* _Texto de origen_
----

Fukushima aguó la fiesta de la central

7/09/2012

A principios de 2011, la central nuclear de Garoña preparaba una serie de festejos para el mes de abril, cuando cumpliría los 40 años de vida para los que fue inicialmente diseñada. Superar ese hito bien merecía una celebración, pues era lo que fijaban la ley no escrita, el PSOE y los ecologistas como máximo de funcionamiento.

Garoña, la central más antigua de España, había cruzado el Rubicón. Sin embargo, el 11 de marzo, a solo unas semanas de los festejos previstos y con las invitaciones ya enviadas, un tsunami destrozó la central japonesa de Fukushima. El efecto fue enorme sobre toda la industria nuclear, pero mucho más sobre Garoña, cuyo reactor es gemelo al del primero de Fukushima. La central suspendió discretamente sus fastos, y año y medio después sigue acusando el golpe. Ni la llegada al poder de un partido pronuclear como el PP termina de salvarla.

----

* _Instrucciones de trabajo_
- 1) Reproduce el texto de origen desde "Fukushima aguó la" hasta "máximo de funcionamiento.", ambos incluidos, y cambia "festejos" por "celebraciones".
- 2) ¿Concuerdan con el texto de origen las siguientes afirmaciones? Responde sí o no a cada una y cita las palabras del texto que lo deciden.
(a) Garoña es la central nuclear más antigua de España.
(b) El tsunami que destrozó la central de Fukushima ocurrió el 11 de abril.
(c) La central de Garoña celebró sus festejos tal como estaba previsto.
El material que viene a continuación es independiente del texto de origen.

* _Datos mostrados_
----

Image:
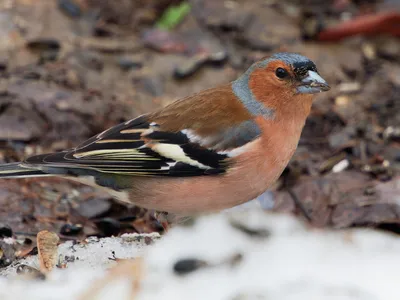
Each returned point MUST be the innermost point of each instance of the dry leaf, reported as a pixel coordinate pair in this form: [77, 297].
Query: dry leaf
[47, 247]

----

* _Respuestas por tarea_
- 1)
Fukushima aguó la fiesta de la central

7/09/2012

A principios de 2011, la central nuclear de Garoña preparaba una serie de celebraciones para el mes de abril, cuando cumpliría los 40 años de vida para los que fue inicialmente diseñada. Superar ese hito bien merecía una celebración, pues era lo que fijaban la ley no escrita, el PSOE y los ecologistas como máximo de funcionamiento.

- 2)
(a) Sí: "Garoña, la central más antigua de España".
(b) No: "el 11 de marzo, a solo unas semanas de los festejos previstos y con las invitaciones ya enviadas, un tsunami destrozó la central japonesa de Fukushima".
(c) No: "La central suspendió discretamente sus fastos".